Domingo, 21 de Setembro de 2008

Sons da Guerra (2ª parte)

Retirado do livro "Repórter de Guerra"

 

Não tenho dormido e a comida mal dá para os soldados, quanto mais para nós. Sinto-me fraco. Pelo que me dizem, a UNITA estará quase a ceder. Se assim for, amanhã teremos mais uma longa caminhada. Fecho os olhos mas a fome não me deixa dormir. Bebo um saco de whisky para adormecer o estômago e tento adivinhar o que os meus filhos estarão a fazer a esta hora. Já são dez da noite. Provavelmente estão a deitar-se. E eu aqui, no meio do mato. Em vez de lhes dar o beijo de boas-noites, estou no meio de um mundo que não devia sequer existir. À falta de sono, não conto carneirinhos mas conto os tiros e tento perceber de onde é que eles vêm.

Simeone simpatizou de tal forma comigo que até me mostra o mapa das operações com os locais onde estão as forças dos dois lados e o plano de operações para este último assalto. Diz-me que é o “tudo ou nada”, pois só nos restam doze quilómetros até ao Quartel-General de Savimbi.

## BLOCO DE DADOS
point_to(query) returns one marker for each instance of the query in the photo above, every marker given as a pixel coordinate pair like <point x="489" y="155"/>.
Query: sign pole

## PROBLEMAS A RESOLVER
(a) Reproduza o trecho do relato do repórter de guerra que começa em "Retirado do livro" e segue até "que eles vêm.".
(b) Prossiga com o relato do repórter de guerra a partir da última frase apresentada.

## RESPOSTAS ÀS TAREFAS
(a)
Retirado do livro "Repórter de Guerra"

 

Não tenho dormido e a comida mal dá para os soldados, quanto mais para nós. Sinto-me fraco. Pelo que me dizem, a UNITA estará quase a ceder. Se assim for, amanhã teremos mais uma longa caminhada. Fecho os olhos mas a fome não me deixa dormir. Bebo um saco de whisky para adormecer o estômago e tento adivinhar o que os meus filhos estarão a fazer a esta hora. Já são dez da noite. Provavelmente estão a deitar-se. E eu aqui, no meio do mato. Em vez de lhes dar o beijo de boas-noites, estou no meio de um mundo que não devia sequer existir. À falta de sono, não conto carneirinhos mas conto os tiros e tento perceber de onde é que eles vêm.

(b)
Há alguns dias, durante um bombardeamento quase tão intenso quanto este, um dos comandantes começara a rir quando me viu atirar para o chão.

   - Não vale a pena. E sabe porquê?

   - Não. Não estou a entender…

   - É só fazer contas. Repare: a granada sai do cano a uma velocidade de seiscentos e setenta metros por segundo. Estão a vir tensos ou pingados?

   - Tensos.

   - Nós estamos a quantos metros deles?

   - Talvez uns trezentos, não mais.

   - Por isso, quando você se atira para o chão ele já caiu. Não dá tempo para a reacção.

   Na verdade, nunca imaginara tal. O tenente-coronel acompanhava a explicação com um desenho na terra.

   - Isto vai ajudá-lo a relacionar a saída com a queda. E sabe como é se for de noite?

   - Não.

   O militar assume um ar professoral.

   - Então, é assim: conte os segundos que separam a chama da saída do som correspondente que vem a seguir e multiplique-os por 340 (metros por segundo) que é a velocidade do som. Obtém, deste modo, a distância a que está a arma do inimigo. Fácil, não é?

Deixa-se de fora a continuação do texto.